Tuesday, March 31, 2009

Collection obsession

Kitikong in his Chiang Mai gallery

The other day, Seth Godin was talking about how artists can make a living, and some of the inherent difficulties. As he sees it, artists have a limited market for their work with any individual collector: "So, what's the problem? Share of wall. Unlike records or shoes, it's hard to buy a lot of art. Pretty soon, you've got no place left to put it, do you?"

But while Seth knows lots about business and viral marketing, he doesn't know much about the business of art, which works quite differently from your typical model. Collectors are an eclectic bunch. Some focus on the work of a particular artist; others pick and choose from an era or style. They buy for many reasons: some find just the right piece for their mantel; others swoon at a piece and have to have it at any price; some are seduced by a low price tag and a promising CV; and others simply buy for the bottom line investment (though these speculators have temporarily paused, leaving mainly what gallerists like to call "Serious Collectors", flattering their sophistication). More often than not, collectors want a piece of the artist's life, manifested in his/her work. And some can never have enough.

Extracted records:

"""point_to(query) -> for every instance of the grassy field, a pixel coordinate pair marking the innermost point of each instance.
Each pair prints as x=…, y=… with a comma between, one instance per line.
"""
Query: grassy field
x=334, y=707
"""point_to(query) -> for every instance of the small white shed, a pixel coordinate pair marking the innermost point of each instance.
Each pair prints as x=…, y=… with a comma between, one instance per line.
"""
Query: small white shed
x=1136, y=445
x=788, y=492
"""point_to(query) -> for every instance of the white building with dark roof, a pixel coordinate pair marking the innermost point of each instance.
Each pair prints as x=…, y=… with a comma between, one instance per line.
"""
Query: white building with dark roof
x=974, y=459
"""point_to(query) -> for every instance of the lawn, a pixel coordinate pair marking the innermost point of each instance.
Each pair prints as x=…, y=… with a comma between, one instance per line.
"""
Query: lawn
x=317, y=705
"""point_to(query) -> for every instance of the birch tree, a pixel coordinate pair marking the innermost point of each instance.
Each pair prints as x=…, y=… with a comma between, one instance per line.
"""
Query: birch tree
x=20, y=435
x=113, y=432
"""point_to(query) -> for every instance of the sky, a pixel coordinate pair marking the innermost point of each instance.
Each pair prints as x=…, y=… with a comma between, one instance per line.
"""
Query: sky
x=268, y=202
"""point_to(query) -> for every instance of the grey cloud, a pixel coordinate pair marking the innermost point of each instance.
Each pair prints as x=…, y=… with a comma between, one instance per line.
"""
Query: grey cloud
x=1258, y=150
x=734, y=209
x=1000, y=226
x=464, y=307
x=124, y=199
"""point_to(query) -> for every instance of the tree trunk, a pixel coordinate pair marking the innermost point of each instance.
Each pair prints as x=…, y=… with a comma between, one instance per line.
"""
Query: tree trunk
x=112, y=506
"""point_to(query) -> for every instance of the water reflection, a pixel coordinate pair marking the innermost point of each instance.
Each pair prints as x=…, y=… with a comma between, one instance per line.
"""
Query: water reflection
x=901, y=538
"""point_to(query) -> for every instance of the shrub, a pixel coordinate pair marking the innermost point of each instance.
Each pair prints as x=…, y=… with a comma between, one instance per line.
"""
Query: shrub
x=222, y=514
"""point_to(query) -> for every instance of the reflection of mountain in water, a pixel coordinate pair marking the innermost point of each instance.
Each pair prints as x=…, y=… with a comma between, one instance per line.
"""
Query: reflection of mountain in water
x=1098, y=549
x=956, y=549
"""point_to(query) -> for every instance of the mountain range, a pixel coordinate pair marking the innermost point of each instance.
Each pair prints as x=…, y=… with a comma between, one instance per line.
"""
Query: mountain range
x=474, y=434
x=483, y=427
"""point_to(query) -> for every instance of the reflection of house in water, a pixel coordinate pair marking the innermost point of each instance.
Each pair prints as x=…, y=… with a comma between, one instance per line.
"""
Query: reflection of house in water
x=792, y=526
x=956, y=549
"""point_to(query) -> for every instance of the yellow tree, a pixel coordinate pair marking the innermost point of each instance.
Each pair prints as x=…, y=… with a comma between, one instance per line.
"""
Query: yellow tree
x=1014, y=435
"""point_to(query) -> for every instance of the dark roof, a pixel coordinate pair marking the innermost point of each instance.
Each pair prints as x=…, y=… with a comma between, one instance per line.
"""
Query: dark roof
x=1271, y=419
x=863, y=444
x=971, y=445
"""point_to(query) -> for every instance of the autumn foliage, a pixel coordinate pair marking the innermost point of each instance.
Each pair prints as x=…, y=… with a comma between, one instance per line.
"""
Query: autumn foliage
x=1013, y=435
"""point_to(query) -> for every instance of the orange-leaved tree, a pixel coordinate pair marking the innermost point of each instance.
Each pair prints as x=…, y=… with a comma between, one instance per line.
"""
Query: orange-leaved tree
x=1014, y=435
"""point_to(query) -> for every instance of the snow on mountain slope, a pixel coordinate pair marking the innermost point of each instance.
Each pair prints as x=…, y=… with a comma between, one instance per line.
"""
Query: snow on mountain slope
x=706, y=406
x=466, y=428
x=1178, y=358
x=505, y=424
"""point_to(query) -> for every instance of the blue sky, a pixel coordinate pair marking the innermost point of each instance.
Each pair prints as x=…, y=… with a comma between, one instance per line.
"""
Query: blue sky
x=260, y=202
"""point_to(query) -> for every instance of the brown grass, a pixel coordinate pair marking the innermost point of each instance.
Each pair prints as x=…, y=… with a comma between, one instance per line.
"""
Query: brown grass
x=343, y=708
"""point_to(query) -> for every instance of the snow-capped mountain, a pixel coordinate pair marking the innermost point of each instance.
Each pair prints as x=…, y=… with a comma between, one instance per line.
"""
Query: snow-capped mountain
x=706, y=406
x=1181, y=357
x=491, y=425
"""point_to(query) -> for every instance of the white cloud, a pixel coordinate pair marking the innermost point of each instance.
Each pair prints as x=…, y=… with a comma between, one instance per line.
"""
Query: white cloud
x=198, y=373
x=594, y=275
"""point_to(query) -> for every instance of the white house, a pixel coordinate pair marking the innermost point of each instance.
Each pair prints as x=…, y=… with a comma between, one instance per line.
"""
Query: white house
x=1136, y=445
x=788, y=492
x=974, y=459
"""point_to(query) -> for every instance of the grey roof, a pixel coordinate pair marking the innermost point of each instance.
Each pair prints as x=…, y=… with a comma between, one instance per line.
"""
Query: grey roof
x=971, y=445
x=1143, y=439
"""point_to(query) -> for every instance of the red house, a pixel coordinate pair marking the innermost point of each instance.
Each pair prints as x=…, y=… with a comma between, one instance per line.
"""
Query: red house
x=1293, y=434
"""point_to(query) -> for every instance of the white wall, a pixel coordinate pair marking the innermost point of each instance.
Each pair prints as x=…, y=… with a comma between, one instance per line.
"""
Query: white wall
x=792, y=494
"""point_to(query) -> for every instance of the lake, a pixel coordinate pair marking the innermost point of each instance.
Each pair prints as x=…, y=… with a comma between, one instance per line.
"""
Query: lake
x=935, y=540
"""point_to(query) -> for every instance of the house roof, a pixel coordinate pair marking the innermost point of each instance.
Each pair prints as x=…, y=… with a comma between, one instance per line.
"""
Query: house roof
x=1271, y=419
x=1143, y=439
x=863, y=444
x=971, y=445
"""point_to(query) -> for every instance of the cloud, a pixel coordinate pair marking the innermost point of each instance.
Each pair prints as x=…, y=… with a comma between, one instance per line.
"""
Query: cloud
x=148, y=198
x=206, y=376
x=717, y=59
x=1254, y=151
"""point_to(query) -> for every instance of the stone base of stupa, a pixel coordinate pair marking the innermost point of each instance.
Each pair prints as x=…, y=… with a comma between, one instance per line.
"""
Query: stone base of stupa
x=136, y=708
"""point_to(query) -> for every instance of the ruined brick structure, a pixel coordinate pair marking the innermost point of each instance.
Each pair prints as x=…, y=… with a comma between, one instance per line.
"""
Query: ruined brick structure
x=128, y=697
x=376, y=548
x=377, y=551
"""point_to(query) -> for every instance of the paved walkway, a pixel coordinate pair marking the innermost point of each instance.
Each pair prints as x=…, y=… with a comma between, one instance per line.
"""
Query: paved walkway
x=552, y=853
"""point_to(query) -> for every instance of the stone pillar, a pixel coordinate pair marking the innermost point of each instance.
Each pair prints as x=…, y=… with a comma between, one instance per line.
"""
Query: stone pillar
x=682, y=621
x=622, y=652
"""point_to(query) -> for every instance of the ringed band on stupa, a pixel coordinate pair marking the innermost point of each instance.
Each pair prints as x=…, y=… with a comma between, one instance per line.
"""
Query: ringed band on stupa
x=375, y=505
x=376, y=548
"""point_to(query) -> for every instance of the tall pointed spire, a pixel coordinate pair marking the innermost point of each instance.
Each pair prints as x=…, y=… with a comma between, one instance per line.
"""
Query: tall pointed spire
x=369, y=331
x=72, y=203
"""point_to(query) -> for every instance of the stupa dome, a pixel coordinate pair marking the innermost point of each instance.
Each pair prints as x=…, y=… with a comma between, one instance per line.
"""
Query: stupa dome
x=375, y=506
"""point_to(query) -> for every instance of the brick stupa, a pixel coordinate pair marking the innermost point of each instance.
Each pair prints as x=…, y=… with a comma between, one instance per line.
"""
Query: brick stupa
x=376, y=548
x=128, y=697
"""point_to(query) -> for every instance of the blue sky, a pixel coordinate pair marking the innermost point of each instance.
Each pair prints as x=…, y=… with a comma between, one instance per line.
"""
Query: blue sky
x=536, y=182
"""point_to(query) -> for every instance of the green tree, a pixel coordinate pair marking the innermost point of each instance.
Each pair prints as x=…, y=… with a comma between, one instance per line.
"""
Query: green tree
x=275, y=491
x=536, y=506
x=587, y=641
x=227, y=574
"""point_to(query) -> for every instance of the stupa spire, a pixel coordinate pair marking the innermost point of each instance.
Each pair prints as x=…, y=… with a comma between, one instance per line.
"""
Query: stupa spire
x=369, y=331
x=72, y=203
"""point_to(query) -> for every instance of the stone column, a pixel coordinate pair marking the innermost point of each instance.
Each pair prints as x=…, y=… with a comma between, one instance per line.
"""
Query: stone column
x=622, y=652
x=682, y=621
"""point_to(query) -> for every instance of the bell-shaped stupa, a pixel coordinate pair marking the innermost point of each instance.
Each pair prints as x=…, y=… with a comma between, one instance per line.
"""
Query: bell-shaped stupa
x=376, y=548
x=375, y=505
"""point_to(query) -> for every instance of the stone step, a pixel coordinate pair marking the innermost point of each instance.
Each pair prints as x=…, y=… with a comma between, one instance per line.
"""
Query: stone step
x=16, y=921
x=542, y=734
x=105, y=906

Your tasks:
a: Answer these questions about the blog post on art collectors:
(i) In what city is Kitikong's gallery?
(ii) What problem does Seth Godin name in two words?
(iii) What do gallerists call the collectors who remain after the speculators pause?
b: Write the next part of the blog post on art collectors, starting after its last sentence.

Numbered responses:
a:
(i) Chiang Mai
(ii) Share of wall
(iii) "Serious Collectors"

b:
Kitikong, pictured above, is a smart, soft-spoken artist based in Chiang Mai. He prints his own work, and helps other artists print theirs. But he doesn't print the work of just any artist (ordinary artists are welcome to play around in his studio for 500-1000 baht/day if you know what you're doing), no, he's looking to work with high-profile or bankable artists who will add to the stacks of incredible work already jamming his flat-files.

You see, this printer is also a true collector. His name-dropping skills are on par with the hippest gallery-goers in London. He's plugged-in to the gallery scene throughout Asia, L.A., New York and Australia. He knows those whom he wants to work with, and has positioned himself to make this happen. (This artist recently made a series of prints at Kitikong's Chiang Mai-based studio/gallery, C.A.P.)

C.A.P. assistants - they live upstairs, life and work inseparable

Through an ingenious funding scheme, he has created a win-win situation for fellow collectors and artists, and also for himself and his assistants. Kitikong is a great example of how an obsession - because for the best, collecting art is a true obsession - can be turned into more than just decorating our living-room walls.